## EXERCISE 1
Print the passage of the interview from "Below is an" up to and including "Power and roads?".
## EXERCISE 2
For each statement, answer yes or no according to the interview, quoting the words of the interview that decide it: (a) Puri considers the big ticket reforms more important than getting the basics fixed; (b) the PFRDA Bill did not come up before the Cabinet the day after the Prime Minister spoke; (c) Puri thinks that passing on higher coal costs to power affects inflation.

Earlier this week, we saw an unusually aggressive Prime Minister Manmohan Singh telling his ministers they have got to get core infrastructure back on track...no excuses, no question of inter-ministerial turf wars in this...that they have got to get infrastructure back.
Is this the "wow" moment that many optimists about the Indian economy were waiting for and will we see an end to the policy paralysis from here?
Optimistic as ever, Aditya Puri, chief executive officer and managing director of HDFC Bank believes, India's structural story is very much intact if the PM manages to sort out the basic infrastructural concerns.
"So some of these delays will happen: 1) in a democracy, 2) in a coalition and 3) in politics as such. But as long as we keep moving forward within a defined timeframe, I think we are alright," he said.
Below is an edited transcript of Puri's exclusive interview on CNBC-TV18. Also watch the attached videos.
Q: So is this the moment that you were waiting for when the rest of us were writing off India. Could this be the one wow moment because we have had the prime minister talking aggressively for the first time in a very long time or do you think that he is too much of a lightweight to push this through?
A: I am not going to start commenting on the prime minister, but let me say, rather than the prime minister, is this the action all of us were waiting for? Absolutely. What has been happening is that people have talked too much about the big ticket reforms, which are not as important as getting the basics fixed.
Q: Power and roads?
A: Exactly. So since he has got involved -- we have the highest respect for his capabilities and he has worked things through before -- I think the basics would be sorted out. If you sort out the issues on power, you don't have to import iron ore, you sort out some of the issues on food, you sort out the issues on pricing of petrol…I strongly believe that India's structural story is still intact.
Q: But yet we had again, the day after the PM said that, the Pension Fund Regulatory and Development Authority (PFRDA) Bill not coming up before the Cabinet. So would you say that's okay because you have got the presidential election coming, so keep the more controversial things on the backburner and go ahead with things that are within your control?
A: We must understand that politics is far more difficult than running a company, media or anything like that. So what would have caused that? I don't know. But that doesn't worry me at all. I think if the prime minister has said that 'I am going to move these things around' I for one, and given the good start, I think we are almost there. So some of these delays will happen: 1) in a democracy, 2) coalition and 3) in politics as such. But as long as we keep moving forward within a defined timeframe, I think we are alright.
Q: Let's just talk about infrastructure and what the Prime Minister spoke about. You have always maintained that funding is not a problem and that there is no viable project that has stalled for the lack of money. So what action would you like to see especially when it comes to the infrastructure projects now?
A: You can almost define the infrastructure projects. If you see power, it's a combination of -- one feeds into the other -- the pricing of power, which is linked to the pricing of coal. So, if you are going to get coal more expensive you have to pass on power. I for one don't even think that this affects inflation because a large proportion of India's demand is still being met through diesel. So if you sort out the price, you automatically sort out the fuel supply issue. That's one part of it.

## SUPPLIED MATERIAL
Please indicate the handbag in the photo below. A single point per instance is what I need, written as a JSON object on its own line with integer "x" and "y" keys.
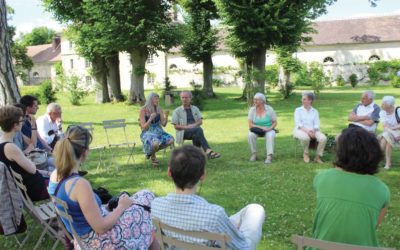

## COMPLETE OUTPUT 1
Below is an edited transcript of Puri's exclusive interview on CNBC-TV18. Also watch the attached videos.
Q: So is this the moment that you were waiting for when the rest of us were writing off India. Could this be the one wow moment because we have had the prime minister talking aggressively for the first time in a very long time or do you think that he is too much of a lightweight to push this through?
A: I am not going to start commenting on the prime minister, but let me say, rather than the prime minister, is this the action all of us were waiting for? Absolutely. What has been happening is that people have talked too much about the big ticket reforms, which are not as important as getting the basics fixed.
Q: Power and roads?

## COMPLETE OUTPUT 2
(a) No: "the big ticket reforms, which are not as important as getting the basics fixed."
(b) Yes: "the day after the PM said that, the Pension Fund Regulatory and Development Authority (PFRDA) Bill not coming up before the Cabinet."
(c) No: "I for one don't even think that this affects inflation"